===== Document excerpt =====

The Ireland's Ancient East
STOP 06 / 06
An Ghráinseach · Co. Tipperary

A hill village that exists because a Cistercian abbey needed a farm.

Grange is where the Cistercians kept their farm. The monks at Kilcooley Abbey founded it around 1182 when Donal Mór O'Brien granted them the land, and the village grew up to work the abbey's out-farm - a grange in the medieval sense: a storage and working farm attached to a larger monastic estate. The abbey is still there, half a kilometre away in the trees of the Kilcooley demesne, its carved stonework intact. The farm is long gone. Ten houses, said Bassett's directory in 1889. Not many more today.

The walk up to the Wellington Tower is the reason most people come. Sir William Barker built it in 1817 to mark the second anniversary of Waterloo - he was the landlord of the Kilcooley estate, and it was the sort of thing landlords did. It is technically a folly: it looks like a defensive tower from two sides and has almost nothing behind the facade on the other two. Forestry planted in the twentieth century buried it so thoroughly it disappeared from local memory. When Coillte clear-felled in the early 1990s it reappeared, the dedication stone still legible. A modern steel spiral staircase was added beside it so you can get to the top. The views on a clear day take in the whole of the Tipperary plain.

There is an ice house on the Crag Loop walk - built to store winter ice for the Kilcooley house, a mile away down a cast-iron pipeline. It is now the water filtration station for the estate. The ice house predates the pipeline by perhaps a century. The walk passes it quietly and keeps going. That is the texture of this place: layers of use, centuries of quiet, the ridge above and the abbey below and the plain stretching west until it runs into other counties.

Walk score
Two looped walks; village itself in five minutes
Founded
Out-farm of Kilcooley Abbey, c. 1182
01 / 06

At a glance.

Three things every local will eventually mention. Read these and you've already understood more than most day-trippers do.

02 / 06

Stories & lore.

The reason to come back. The things every local will eventually tell you about, usually after the second pint.

Founded 1182, burned twice, still standing

Kilcooley Abbey

Donal Mór O'Brien, King of Thomond, granted land here to the Cistercians in 1182. The monks came from Jerpoint, the great Cistercian house across the Kilkenny border. They built an abbey dedicated to the Virgin Mary and St Benedict. In 1418 it was burned in a raid. In 1445 it was burned again, almost completely destroyed. The abbot Philip O'Mulwanayn rebuilt it in the years that followed - the stonework you can see today is largely his work. The dissolution came in 1540. The estate passed through several owners: Ormonde, a Norfolk judge named Jerome Alexander, then the Barker family through his daughter's marriage. The Barkers held Kilcooley for nearly two centuries. Sir William Barker - the one who put the tower on the ridge - was the last of the direct line; he died in 1818, the year after he built it.

===== Supplied data =====

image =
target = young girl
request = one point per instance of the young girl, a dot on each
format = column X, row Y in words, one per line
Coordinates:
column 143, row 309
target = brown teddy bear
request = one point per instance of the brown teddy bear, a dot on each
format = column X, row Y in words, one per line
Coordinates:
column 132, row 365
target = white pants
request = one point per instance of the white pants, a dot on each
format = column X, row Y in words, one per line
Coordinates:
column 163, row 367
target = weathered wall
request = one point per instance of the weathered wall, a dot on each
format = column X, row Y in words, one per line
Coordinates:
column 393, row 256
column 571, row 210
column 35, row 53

=====
===== Supplied data =====

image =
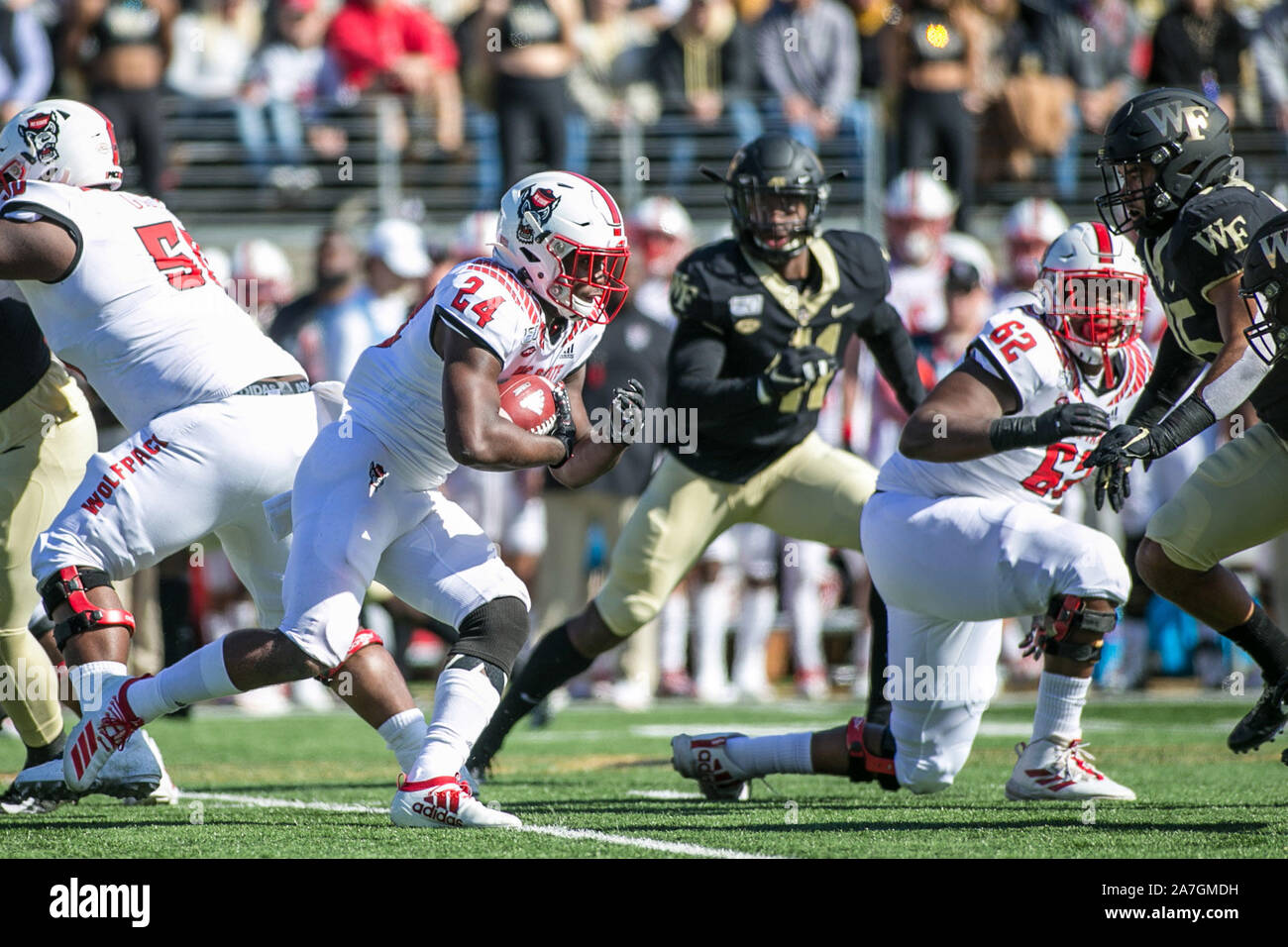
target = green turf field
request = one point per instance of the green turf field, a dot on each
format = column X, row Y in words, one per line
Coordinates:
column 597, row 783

=====

> Exercises
1. According to the Grange text, in what year did Sir William Barker build the Wellington Tower?
2. Duplicate the lines of the rows above, starting with the line that contains "target = white pants" and going on through the line that contains "column 35, row 53".

> Responses in order
1. 1817

2.
target = white pants
request = one point per instance of the white pants, a dot on each
format = column X, row Y in words, one per line
Coordinates:
column 163, row 367
target = weathered wall
request = one point per instance of the weathered wall, a dot on each
format = column X, row Y in words, one per line
Coordinates:
column 393, row 256
column 571, row 210
column 35, row 53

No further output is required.